---------- SOURCE PASSAGE ----------

UNITED STATES
SECURITIES AND EXCHANGE COMMISSION
WASHINGTON, D.C. 20549
FORM 6-K
REPORT OF FOREIGN PRIVATE ISSUER
PURSUANT TO RULE 13a-16 OR 15d-16
OF THE SECURITIES EXCHANGE ACT OF 1934
For the month of June 2016
ALON BLUE SQUARE ISRAEL LTD.
(translation of registrant’s name into English)
EuroparkYakum, France Building,
Yakum 60972 Israel
(Address of principal executive offices)
Indicate by check mark whether the registrant files or will file annual reports under cover of Form 20-F or Form 40 F:
Form 20-F ¨ Form 40-F ¨
Indicate by check mark if the registrant is submitting the Form 6-K in paper as permitted by Regulation S-T Rule 101(b)(1): ______
Indicate by check mark if the registrant is submitting the Form 6-K in paper as permitted by Regulation S-T Rule 101(b)(7): ______
Immediate Report
In furtherance to its announcement on June 6, 2016, Alon Blue Square Israel Ltd. (the "Company") hereby announces that on June 5, 2016, it filed with the Central District Court in Lod, Israel its response to (A) the position of the Official Receiver, (B)(i) the notice regarding the motion for the recognition of a lawsuit as a class action , and (ii) the application to consolidate the hearings, a notice of approval of the settlement agreement with the trustees of Mega Retail, and a petition to set an urgent hearing regarding the issue of nullification of the Company's shares.

---------- DATASET EXCERPT ----------

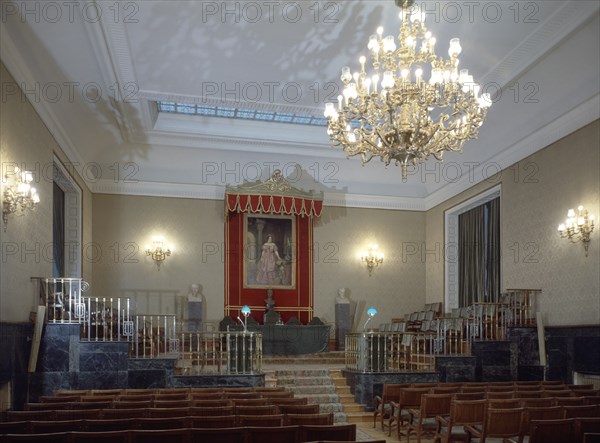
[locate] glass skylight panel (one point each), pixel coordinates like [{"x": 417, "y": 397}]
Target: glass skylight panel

----------

REQUIREMENTS |
• A. Name every rule cited in the Form 6-K filing.
• B. According to the Form 6-K filing, with which court did the company file its response?

COMPLETE ANSWERS |
• A. Rule 13a-16, Rule 15d-16, Regulation S-T Rule 101(b)(1), Regulation S-T Rule 101(b)(7)

• B. The Central District Court in Lod, Israel.